## Extrait présenté
Mes années d’esclavage et de liberté/2.18

Mes années d’esclavage et de liberté (Life and Times of Frederick Douglass)
Traduction par Valérie de Gasparin.
E. Plon et Cie (p. 311-313).

XVIII

garfield — in memoriam.


Tandis que dans le cimetière de Cleveland (Ohio) on rendait à la terre les terrestres restes de Garfield ; tandis que se répandaient les larmes, que retentissaient les oraisons funèbres : témoignages de respect à cette vie si forte, si grave, si dévouée, si entièrement virile ; ce jour-là, nous, les hommes de couleur, assemblés dans l’Église Presbytérienne (Columbia, fifteenth street), nous lui dîmes, nous aussi, notre dernier adieu ici-bas.

## Consignes de l'exercice
(a) Recopiez fidèlement le passage de l'extrait qui s'ouvre sur les mots contenant « garfield — in » et se termine par « dernier adieu ici-bas. ».
(b) D'après l'extrait, dans quel lieu les hommes de couleur se sont-ils assemblés pour dire adieu à Garfield ?
(c) Résumez l'extrait en deux phrases.

## Jeu d'enregistrements

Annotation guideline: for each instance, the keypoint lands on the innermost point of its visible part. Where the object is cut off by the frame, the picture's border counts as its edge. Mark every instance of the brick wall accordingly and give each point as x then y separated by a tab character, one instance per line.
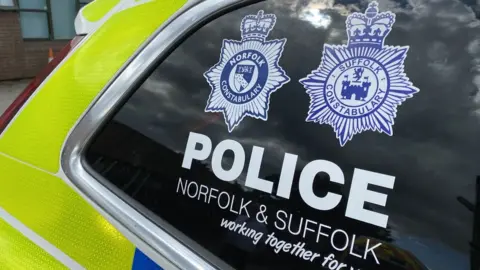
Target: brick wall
21	58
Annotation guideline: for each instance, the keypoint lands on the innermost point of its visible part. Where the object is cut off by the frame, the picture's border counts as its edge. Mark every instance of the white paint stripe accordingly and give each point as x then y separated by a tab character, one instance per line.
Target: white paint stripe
39	241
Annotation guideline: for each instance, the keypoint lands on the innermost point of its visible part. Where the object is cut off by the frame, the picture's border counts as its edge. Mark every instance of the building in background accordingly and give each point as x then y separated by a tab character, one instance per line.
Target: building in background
28	28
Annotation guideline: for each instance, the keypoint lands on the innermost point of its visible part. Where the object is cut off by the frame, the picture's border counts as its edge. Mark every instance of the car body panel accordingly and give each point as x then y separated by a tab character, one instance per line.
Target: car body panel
30	147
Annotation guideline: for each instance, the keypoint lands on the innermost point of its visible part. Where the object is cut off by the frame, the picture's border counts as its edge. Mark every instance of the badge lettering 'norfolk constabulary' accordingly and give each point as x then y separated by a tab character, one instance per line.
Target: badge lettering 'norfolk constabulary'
247	73
359	86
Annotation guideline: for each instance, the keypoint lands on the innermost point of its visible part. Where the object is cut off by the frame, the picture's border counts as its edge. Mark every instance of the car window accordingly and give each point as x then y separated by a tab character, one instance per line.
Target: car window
310	135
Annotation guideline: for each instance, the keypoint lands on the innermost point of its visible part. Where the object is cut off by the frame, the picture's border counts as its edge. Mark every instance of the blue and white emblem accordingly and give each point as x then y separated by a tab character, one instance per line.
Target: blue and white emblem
247	73
359	86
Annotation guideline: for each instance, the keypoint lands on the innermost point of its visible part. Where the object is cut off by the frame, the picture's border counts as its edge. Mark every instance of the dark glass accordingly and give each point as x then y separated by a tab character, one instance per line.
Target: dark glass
433	153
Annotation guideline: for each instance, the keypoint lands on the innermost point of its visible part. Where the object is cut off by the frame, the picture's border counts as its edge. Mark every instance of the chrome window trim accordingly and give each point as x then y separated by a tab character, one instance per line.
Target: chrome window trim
156	238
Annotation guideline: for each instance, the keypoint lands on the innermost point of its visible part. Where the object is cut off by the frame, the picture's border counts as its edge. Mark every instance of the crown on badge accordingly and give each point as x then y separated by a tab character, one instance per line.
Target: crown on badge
258	26
369	29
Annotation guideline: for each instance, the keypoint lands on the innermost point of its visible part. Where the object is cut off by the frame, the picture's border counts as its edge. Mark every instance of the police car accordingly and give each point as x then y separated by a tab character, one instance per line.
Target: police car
238	134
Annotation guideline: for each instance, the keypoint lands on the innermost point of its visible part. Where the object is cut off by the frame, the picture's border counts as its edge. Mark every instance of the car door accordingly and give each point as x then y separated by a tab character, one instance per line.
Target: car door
294	134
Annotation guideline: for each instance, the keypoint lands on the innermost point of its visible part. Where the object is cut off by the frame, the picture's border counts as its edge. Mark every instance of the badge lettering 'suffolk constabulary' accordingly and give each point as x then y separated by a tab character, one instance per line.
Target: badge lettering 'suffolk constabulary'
247	73
359	86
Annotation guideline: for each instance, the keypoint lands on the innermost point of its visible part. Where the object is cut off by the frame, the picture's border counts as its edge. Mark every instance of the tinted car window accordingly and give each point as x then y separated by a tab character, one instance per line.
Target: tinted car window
294	183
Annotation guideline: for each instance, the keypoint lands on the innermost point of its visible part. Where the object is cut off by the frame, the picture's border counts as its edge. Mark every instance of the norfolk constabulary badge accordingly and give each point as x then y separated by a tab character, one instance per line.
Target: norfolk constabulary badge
247	73
359	86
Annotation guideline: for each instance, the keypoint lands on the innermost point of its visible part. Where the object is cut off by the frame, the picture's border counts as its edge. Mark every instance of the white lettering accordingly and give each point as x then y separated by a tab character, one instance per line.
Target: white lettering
307	176
237	164
359	194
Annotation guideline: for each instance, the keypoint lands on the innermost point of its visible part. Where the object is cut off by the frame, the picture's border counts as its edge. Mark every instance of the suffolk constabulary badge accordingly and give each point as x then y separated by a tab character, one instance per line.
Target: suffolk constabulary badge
359	86
247	73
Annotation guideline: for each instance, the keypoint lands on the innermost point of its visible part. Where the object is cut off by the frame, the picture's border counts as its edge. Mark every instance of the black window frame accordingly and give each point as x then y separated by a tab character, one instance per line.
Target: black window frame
202	256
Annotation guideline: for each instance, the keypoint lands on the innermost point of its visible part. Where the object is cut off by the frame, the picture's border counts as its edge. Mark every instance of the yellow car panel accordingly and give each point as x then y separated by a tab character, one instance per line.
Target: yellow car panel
97	9
33	194
50	208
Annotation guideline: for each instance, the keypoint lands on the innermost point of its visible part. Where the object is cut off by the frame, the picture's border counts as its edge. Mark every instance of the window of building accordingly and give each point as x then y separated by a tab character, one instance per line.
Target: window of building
164	151
49	19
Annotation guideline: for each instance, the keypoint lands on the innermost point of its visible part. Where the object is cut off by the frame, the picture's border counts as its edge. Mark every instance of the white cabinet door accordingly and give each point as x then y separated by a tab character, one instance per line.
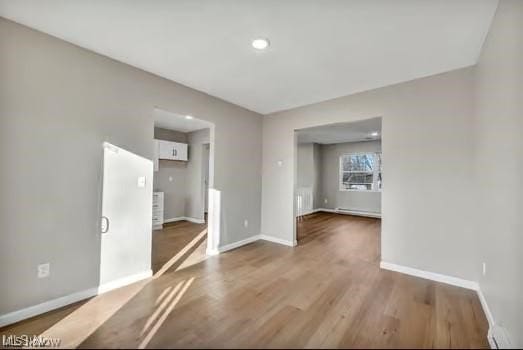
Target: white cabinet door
172	150
180	151
166	149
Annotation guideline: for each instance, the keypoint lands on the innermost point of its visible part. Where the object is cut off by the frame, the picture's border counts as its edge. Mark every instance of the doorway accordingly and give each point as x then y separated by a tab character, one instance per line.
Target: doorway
338	171
181	183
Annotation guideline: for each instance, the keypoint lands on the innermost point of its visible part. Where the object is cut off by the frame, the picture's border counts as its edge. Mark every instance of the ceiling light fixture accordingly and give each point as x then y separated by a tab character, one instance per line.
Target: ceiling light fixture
260	43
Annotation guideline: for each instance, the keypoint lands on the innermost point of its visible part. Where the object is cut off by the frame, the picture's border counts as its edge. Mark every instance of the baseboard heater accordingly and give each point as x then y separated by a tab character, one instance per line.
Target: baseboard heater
357	212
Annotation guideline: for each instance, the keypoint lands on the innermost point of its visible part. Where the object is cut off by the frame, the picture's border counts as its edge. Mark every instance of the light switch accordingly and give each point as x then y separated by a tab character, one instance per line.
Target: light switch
141	181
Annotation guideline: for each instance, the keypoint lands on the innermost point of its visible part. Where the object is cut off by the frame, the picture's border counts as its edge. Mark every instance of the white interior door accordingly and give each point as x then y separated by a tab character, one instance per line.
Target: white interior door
205	171
126	216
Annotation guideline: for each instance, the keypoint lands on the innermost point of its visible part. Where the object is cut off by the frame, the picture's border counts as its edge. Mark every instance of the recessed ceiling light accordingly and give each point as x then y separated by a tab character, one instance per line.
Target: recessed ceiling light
260	43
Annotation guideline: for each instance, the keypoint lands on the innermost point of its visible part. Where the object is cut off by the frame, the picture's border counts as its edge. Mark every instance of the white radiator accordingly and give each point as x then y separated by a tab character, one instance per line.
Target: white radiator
304	201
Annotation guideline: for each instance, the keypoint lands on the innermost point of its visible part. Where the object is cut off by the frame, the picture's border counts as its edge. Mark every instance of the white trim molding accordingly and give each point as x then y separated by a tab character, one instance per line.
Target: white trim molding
46	306
53	304
455	281
124	281
348	212
238	244
278	240
186	218
498	337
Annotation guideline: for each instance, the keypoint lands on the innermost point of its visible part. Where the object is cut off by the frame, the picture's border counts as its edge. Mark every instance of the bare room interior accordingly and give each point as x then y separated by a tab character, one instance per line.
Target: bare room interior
261	174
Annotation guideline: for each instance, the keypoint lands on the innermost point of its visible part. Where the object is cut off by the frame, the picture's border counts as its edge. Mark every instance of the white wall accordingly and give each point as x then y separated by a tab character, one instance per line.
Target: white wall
428	156
365	201
58	104
499	168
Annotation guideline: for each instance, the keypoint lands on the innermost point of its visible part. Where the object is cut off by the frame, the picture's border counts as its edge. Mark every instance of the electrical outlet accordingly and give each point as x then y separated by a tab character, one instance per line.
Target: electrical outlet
44	270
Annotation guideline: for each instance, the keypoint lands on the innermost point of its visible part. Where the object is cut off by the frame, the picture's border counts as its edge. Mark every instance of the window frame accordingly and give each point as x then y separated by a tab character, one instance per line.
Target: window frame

## Corrigé complet
(a)
garfield — in memoriam.


Tandis que dans le cimetière de Cleveland (Ohio) on rendait à la terre les terrestres restes de Garfield ; tandis que se répandaient les larmes, que retentissaient les oraisons funèbres : témoignages de respect à cette vie si forte, si grave, si dévouée, si entièrement virile ; ce jour-là, nous, les hommes de couleur, assemblés dans l’Église Presbytérienne (Columbia, fifteenth street), nous lui dîmes, nous aussi, notre dernier adieu ici-bas.

(b) Dans l'Église Presbytérienne de Columbia, fifteenth street.

(c) Pendant qu'on enterrait Garfield au cimetière de Cleveland, dans l'Ohio, les larmes et les oraisons funèbres honoraient sa vie forte, grave et dévouée. Le même jour, les hommes de couleur, réunis dans l'Église Presbytérienne de Columbia, lui adressèrent eux aussi leur dernier adieu.